### Given instruction
Return every line below that contains the string "shoe", treating uppercase and lowercase letters as different.

Lines for bounding box labeling
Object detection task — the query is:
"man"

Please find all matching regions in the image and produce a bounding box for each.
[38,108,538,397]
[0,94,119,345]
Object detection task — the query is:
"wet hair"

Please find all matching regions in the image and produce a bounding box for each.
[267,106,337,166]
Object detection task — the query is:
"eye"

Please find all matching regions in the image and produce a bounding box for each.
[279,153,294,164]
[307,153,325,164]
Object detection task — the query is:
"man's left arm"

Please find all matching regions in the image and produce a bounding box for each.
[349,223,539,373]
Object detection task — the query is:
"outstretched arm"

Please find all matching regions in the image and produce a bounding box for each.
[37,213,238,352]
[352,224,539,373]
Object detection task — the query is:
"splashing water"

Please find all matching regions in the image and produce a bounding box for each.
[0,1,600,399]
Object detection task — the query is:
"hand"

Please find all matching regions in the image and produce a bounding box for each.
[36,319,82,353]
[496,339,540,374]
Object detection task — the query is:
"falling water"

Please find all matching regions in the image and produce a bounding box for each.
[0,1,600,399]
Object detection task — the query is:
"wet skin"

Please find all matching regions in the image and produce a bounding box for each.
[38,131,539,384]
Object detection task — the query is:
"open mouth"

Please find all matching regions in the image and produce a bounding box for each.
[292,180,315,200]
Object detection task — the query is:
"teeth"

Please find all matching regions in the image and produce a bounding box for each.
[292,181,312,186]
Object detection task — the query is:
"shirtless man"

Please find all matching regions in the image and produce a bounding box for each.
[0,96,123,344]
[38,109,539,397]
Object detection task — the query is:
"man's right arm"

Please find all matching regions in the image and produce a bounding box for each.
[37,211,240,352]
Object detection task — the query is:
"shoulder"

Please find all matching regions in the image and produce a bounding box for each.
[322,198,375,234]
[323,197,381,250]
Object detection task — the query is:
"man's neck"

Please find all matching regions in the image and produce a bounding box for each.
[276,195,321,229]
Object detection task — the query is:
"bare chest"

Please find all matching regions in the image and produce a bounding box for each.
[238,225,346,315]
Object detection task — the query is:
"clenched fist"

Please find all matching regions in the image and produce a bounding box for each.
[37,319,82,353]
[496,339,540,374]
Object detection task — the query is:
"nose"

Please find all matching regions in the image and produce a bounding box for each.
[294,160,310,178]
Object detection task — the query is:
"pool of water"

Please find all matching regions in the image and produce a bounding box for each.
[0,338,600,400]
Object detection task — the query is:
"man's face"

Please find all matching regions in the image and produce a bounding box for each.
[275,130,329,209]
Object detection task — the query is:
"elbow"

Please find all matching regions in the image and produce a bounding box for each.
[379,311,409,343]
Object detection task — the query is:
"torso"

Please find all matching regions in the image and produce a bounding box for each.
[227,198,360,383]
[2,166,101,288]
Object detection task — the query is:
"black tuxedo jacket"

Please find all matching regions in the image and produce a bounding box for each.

---

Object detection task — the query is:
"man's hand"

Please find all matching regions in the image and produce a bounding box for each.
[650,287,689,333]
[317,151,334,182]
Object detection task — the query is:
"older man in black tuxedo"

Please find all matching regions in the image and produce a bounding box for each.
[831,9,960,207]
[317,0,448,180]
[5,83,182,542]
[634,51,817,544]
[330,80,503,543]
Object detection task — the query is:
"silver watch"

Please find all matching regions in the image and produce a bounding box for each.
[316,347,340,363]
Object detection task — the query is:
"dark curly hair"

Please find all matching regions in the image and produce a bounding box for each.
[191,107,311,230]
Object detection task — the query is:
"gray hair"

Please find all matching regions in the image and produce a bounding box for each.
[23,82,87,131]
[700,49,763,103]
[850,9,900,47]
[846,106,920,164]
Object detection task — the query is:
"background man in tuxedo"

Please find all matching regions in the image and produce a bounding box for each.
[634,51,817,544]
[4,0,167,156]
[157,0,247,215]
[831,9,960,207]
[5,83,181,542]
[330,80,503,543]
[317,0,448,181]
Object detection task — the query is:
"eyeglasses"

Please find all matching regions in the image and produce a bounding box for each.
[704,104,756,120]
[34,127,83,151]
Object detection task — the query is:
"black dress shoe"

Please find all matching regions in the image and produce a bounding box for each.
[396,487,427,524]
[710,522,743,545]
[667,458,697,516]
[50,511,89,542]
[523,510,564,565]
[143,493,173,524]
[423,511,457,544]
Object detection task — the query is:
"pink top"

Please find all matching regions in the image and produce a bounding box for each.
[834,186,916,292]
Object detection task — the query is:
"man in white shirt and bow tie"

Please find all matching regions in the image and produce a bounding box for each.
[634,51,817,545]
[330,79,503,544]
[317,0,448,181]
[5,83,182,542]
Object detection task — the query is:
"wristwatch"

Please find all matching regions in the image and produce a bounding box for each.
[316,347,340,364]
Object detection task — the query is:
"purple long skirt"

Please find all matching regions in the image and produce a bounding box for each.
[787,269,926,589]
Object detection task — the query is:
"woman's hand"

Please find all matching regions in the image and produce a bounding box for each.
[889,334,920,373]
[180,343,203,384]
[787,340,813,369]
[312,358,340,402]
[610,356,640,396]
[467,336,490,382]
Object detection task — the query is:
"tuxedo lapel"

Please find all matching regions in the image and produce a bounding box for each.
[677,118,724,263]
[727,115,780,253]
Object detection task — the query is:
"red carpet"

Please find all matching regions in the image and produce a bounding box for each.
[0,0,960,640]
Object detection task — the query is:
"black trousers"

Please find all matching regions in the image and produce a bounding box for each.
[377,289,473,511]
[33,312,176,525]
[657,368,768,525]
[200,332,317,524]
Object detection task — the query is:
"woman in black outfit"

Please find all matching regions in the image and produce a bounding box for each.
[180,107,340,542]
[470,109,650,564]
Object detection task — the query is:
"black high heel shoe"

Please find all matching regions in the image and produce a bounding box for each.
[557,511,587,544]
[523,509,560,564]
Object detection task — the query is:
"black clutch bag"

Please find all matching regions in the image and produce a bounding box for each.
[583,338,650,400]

### Correct output
"black dress shoe"
"black high heel shoe"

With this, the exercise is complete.